▶ Do this
Show every line below that contains the string "mountain". Case counts.

▶ Input rows
• • •

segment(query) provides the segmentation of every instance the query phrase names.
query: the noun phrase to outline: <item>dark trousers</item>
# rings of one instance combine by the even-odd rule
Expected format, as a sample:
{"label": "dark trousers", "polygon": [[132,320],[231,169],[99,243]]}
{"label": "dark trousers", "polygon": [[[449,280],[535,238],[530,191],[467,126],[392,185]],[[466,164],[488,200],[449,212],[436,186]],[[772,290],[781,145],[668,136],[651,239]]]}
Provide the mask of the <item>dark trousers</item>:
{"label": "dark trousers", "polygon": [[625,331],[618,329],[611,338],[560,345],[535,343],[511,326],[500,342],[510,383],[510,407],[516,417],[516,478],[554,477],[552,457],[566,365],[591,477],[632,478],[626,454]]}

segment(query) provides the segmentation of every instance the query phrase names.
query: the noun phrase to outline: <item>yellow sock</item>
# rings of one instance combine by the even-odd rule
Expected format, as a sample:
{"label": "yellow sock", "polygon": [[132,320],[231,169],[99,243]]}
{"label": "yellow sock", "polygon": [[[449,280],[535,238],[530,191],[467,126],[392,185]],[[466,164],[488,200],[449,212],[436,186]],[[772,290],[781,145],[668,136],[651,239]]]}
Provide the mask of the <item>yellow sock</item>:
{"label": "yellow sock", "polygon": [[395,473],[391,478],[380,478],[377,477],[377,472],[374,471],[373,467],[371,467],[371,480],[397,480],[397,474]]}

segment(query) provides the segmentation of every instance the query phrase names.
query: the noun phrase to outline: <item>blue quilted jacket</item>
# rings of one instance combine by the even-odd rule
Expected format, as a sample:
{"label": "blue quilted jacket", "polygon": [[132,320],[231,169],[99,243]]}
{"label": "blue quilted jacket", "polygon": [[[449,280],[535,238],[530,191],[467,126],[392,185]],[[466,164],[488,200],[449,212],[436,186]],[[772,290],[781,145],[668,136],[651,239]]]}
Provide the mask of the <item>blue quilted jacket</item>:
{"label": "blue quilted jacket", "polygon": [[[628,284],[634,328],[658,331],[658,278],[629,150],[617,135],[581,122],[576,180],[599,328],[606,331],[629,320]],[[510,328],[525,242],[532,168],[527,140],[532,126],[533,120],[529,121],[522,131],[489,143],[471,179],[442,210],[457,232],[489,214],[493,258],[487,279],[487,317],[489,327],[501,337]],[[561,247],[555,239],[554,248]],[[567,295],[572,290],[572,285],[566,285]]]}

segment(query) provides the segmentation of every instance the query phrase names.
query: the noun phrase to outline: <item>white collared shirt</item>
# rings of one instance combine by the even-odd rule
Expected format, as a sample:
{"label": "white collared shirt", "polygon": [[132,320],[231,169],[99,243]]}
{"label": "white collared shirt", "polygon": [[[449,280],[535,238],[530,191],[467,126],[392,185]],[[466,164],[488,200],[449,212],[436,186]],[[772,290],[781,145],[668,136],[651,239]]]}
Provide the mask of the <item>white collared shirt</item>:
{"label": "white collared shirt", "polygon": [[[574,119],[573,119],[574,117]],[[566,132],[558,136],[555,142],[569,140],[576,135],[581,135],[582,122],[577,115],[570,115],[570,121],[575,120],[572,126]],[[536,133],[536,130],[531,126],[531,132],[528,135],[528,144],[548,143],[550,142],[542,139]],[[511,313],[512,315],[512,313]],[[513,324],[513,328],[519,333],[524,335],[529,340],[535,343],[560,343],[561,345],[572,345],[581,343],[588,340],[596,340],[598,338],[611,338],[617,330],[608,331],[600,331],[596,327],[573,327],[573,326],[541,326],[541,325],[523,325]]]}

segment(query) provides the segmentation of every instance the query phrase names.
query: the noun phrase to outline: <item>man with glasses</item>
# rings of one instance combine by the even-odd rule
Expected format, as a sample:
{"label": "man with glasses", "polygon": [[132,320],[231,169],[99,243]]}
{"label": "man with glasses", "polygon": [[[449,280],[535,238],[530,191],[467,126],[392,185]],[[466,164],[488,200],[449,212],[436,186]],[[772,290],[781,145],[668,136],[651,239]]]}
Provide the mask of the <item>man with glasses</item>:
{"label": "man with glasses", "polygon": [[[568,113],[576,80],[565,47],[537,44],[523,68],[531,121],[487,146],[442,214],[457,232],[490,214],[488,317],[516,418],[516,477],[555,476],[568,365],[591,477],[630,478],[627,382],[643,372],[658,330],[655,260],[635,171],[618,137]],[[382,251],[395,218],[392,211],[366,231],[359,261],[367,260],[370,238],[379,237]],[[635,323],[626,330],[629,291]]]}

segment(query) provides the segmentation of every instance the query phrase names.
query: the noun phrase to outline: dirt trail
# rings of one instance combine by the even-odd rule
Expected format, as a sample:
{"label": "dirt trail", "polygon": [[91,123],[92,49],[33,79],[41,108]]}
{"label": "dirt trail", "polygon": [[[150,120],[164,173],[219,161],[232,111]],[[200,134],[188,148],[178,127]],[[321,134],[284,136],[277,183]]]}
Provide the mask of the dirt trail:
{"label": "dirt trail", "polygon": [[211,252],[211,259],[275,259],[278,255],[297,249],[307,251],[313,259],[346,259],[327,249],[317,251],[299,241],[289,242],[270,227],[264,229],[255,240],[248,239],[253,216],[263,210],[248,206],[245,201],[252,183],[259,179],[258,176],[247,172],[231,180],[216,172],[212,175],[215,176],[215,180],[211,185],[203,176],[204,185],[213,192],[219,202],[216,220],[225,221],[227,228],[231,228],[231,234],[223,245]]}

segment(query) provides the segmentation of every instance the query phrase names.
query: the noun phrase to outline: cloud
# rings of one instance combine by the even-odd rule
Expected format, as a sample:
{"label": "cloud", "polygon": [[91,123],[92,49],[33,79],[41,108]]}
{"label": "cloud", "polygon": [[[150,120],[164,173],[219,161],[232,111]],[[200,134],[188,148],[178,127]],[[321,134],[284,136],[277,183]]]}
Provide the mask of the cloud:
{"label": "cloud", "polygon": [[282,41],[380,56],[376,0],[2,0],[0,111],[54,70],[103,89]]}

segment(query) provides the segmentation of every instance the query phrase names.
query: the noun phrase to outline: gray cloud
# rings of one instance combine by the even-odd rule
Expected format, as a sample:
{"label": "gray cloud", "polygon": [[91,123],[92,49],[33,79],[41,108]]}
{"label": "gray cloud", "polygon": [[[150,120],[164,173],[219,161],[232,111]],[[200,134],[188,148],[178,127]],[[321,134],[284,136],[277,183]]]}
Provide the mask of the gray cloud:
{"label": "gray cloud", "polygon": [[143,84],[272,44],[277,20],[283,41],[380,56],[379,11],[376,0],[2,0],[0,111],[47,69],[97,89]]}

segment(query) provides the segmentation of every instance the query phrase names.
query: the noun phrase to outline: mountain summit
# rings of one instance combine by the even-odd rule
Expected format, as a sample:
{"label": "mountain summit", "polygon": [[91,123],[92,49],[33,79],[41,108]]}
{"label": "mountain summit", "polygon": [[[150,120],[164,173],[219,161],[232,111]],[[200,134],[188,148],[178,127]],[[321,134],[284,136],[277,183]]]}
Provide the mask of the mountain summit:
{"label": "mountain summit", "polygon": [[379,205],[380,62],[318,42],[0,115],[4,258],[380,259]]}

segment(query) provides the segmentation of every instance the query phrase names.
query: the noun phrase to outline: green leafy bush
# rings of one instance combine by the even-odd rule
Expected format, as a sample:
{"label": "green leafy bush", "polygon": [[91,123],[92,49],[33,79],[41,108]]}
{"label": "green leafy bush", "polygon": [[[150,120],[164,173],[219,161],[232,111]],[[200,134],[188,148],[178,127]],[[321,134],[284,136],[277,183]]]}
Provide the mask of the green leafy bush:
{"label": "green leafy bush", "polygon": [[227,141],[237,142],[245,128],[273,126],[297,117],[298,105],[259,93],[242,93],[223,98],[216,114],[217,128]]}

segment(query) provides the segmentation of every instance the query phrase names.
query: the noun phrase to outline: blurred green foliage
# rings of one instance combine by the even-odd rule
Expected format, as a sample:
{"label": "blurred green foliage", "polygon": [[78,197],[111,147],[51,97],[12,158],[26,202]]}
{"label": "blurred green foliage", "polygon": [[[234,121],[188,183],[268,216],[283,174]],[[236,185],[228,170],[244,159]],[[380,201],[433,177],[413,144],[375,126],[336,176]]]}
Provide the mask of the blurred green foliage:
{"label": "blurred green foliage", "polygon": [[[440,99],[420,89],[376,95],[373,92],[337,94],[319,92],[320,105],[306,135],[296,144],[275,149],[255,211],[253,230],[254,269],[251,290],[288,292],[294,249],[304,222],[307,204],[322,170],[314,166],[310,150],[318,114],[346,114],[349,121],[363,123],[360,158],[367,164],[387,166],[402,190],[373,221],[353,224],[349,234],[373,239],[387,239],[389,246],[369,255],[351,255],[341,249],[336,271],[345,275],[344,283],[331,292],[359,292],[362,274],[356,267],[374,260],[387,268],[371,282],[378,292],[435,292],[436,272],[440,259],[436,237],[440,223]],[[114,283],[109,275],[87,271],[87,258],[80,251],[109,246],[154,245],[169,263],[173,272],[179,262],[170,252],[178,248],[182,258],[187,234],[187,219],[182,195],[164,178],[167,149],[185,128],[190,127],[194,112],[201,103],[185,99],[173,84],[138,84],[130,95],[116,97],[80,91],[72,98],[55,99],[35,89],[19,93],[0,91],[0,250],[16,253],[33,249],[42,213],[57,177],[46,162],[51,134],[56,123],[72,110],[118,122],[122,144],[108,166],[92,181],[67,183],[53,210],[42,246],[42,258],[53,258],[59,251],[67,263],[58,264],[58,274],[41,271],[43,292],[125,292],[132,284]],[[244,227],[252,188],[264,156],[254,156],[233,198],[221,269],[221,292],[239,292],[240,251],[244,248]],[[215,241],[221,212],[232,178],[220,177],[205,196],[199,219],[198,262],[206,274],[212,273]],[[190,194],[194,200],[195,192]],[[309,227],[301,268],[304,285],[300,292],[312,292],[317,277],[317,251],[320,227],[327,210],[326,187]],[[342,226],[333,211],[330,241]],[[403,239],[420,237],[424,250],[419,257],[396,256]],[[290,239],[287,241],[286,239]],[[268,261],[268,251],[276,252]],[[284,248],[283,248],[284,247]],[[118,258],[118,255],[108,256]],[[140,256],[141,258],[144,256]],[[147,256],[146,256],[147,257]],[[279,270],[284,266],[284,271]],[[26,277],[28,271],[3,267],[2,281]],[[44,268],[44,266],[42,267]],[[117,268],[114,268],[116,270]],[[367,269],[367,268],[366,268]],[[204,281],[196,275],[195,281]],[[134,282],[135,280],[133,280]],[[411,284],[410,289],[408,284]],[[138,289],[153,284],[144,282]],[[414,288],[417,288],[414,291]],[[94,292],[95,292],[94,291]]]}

• • •

▶ Finished answer
query: the noun phrase to outline: mountain summit
{"label": "mountain summit", "polygon": [[91,123],[92,49],[33,79],[41,108]]}
{"label": "mountain summit", "polygon": [[[150,120],[164,173],[219,161],[232,111]],[[200,134],[188,148],[178,127]],[[321,134],[284,136],[277,183]]]}
Provide the mask of the mountain summit:
{"label": "mountain summit", "polygon": [[379,205],[380,62],[318,42],[0,115],[4,258],[380,259]]}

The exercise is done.